▶ [Exercises to complete]
A. Summarize the piece on Oxford Street below in two sentences.
B. Reproduce the passage of the Oxford Street piece below between "London’s Oxford Street" and "opened this summer.", inclusive.

▶ [Page]
========================
London’s Oxford Street is undergoing a painful reinvention as some of its biggest names close their doors. House of Fraser is expected to leave in January, while Debenhams, Topshop, French Connection and Gap are already shuttered. While there are no guarantees for the future, there is hope in the fact that the nation’s retail mecca has undergone multiple reinventions. Here, we take a walk through 300 years of Oxford Street history, through the evolution of five key buildings.
150-154: from dioramas to Sports drama
Woolworths, July 1957.
Left: Royal Bazaar, coloured lithograph, circa 1829. Right: Sports Direct in 2021.
Billionaire Mike Ashley’s Sports Direct has just lavished £10m creating a London emporium designed to throw off its bargain tracksuit image and dazzle the crowds when it opened this summer.
His chosen site has been involved in drama from the start. When the Royal Bazaar opened its doors in 1827, it offered a mix of entertainment and retail with artworks and other goods on sale alongside a diorama, where audiences stood on a rotating platform to view semi-transparent paintings lit to give the impression of changing seasons or shifts from day to night. The diorama caught fire, and by 1840 the Princess Theatre had opened in its place, hosting high class Shakespeare plays and popular melodramas, according to the Survey of London (Vol 53: Oxford Street) edited by Andrew Saint and published for the Bartlett School of Architecture at University College London, and informs our history of the street.
It was not until 1931 that new owners created Princess House, a modern building housing offices and workrooms and an outlet for relatively new arrival, Woolworths, which occupied the basement and ground floors complete with a cafeteria and lunch bar for 500 people.
========================
▶ [Records]
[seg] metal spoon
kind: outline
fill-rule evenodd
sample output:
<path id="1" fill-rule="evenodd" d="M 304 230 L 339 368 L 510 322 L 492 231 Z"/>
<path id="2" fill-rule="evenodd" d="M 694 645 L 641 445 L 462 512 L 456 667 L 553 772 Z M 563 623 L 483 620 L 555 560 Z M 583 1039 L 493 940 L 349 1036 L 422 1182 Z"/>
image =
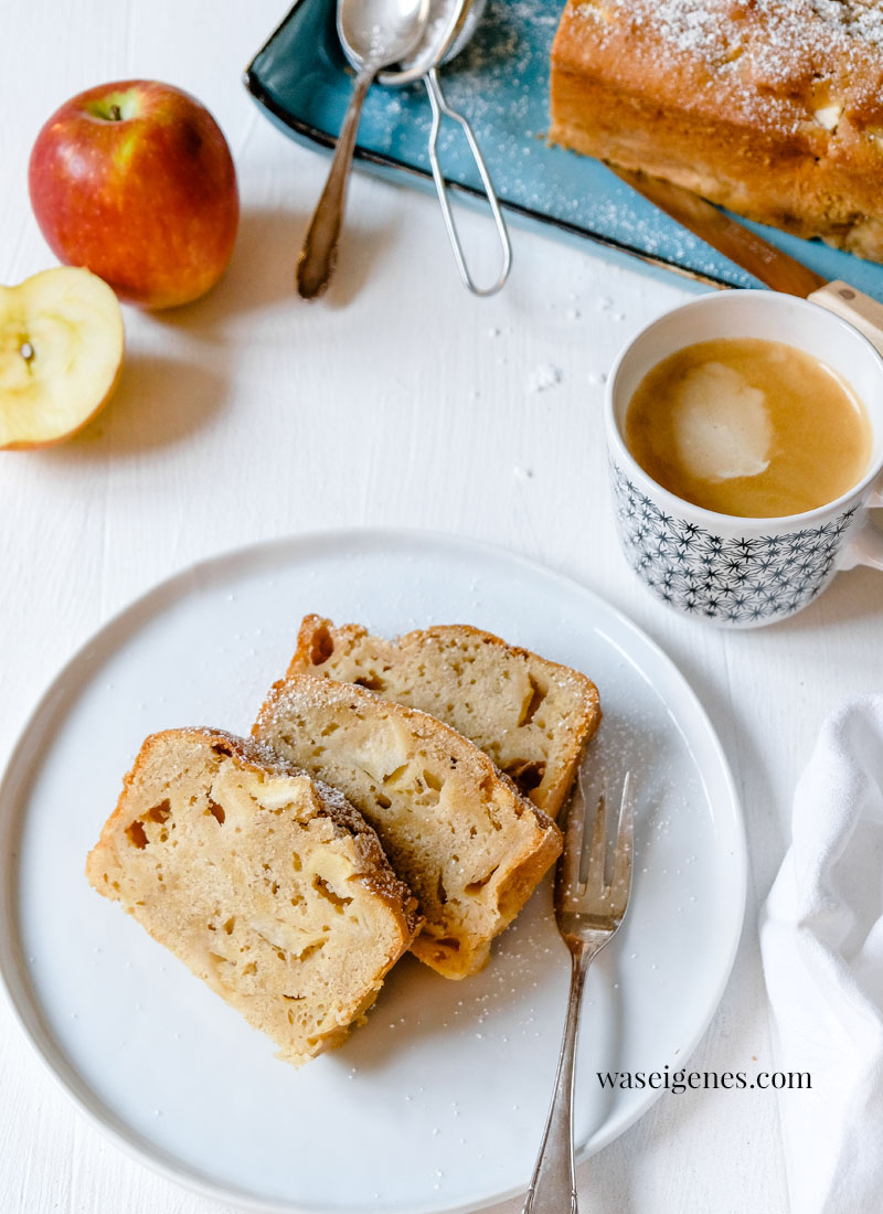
========================
▶ [Solutions per task]
A. London's Oxford Street is going through a painful reinvention as big names close: House of Fraser is expected to leave in January, and Debenhams, Topshop, French Connection and Gap have already shut. The site of Sports Direct's new £10m store was home to the Royal Bazaar, which opened in 1827, then the Princess Theatre by 1840, and from 1931 Princess House, where Woolworths occupied the basement and ground floors.

B.
London’s Oxford Street is undergoing a painful reinvention as some of its biggest names close their doors. House of Fraser is expected to leave in January, while Debenhams, Topshop, French Connection and Gap are already shuttered. While there are no guarantees for the future, there is hope in the fact that the nation’s retail mecca has undergone multiple reinventions. Here, we take a walk through 300 years of Oxford Street history, through the evolution of five key buildings.
150-154: from dioramas to Sports drama
Woolworths, July 1957.
Left: Royal Bazaar, coloured lithograph, circa 1829. Right: Sports Direct in 2021.
Billionaire Mike Ashley’s Sports Direct has just lavished £10m creating a London emporium designed to throw off its bargain tracksuit image and dazzle the crowds when it opened this summer.